**Given entries:**

= = =

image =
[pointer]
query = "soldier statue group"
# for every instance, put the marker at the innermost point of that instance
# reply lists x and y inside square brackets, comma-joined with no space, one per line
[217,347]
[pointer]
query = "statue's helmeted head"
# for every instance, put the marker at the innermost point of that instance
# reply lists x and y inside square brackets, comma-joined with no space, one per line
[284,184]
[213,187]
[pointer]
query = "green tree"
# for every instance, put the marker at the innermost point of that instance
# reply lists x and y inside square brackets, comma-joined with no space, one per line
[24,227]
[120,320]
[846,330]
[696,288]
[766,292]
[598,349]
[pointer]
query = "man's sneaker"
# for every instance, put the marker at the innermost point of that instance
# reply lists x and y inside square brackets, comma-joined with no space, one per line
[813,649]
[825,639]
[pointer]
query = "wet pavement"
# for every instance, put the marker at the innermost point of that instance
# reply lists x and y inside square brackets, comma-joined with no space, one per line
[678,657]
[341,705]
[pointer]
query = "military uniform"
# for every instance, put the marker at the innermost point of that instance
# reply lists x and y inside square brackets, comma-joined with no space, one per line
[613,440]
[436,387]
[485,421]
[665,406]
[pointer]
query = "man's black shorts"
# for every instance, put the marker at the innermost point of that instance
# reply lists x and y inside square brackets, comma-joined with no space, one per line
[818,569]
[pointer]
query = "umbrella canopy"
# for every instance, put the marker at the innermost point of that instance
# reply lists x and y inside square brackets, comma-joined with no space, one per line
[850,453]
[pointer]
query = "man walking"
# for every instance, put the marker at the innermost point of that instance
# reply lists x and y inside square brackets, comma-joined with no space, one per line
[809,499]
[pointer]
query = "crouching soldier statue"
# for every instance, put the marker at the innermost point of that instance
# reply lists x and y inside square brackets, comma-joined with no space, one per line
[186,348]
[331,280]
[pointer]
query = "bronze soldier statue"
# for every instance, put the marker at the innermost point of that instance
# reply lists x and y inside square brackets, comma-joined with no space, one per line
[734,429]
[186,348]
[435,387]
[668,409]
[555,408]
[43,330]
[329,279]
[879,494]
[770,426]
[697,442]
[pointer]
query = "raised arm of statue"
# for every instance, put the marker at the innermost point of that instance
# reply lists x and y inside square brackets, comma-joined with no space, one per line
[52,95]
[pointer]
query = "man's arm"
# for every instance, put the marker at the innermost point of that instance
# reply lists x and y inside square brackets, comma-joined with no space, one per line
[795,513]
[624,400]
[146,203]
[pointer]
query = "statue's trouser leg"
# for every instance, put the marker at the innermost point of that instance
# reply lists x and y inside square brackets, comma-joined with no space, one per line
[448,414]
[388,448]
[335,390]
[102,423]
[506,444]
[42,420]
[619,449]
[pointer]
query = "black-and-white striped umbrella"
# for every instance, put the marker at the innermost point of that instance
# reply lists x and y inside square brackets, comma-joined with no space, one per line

= = =

**Action item:**
Copy each line of the listing that carries the word "umbrella".

**Response box:**
query = "umbrella canopy"
query = "black-and-white striped umbrella"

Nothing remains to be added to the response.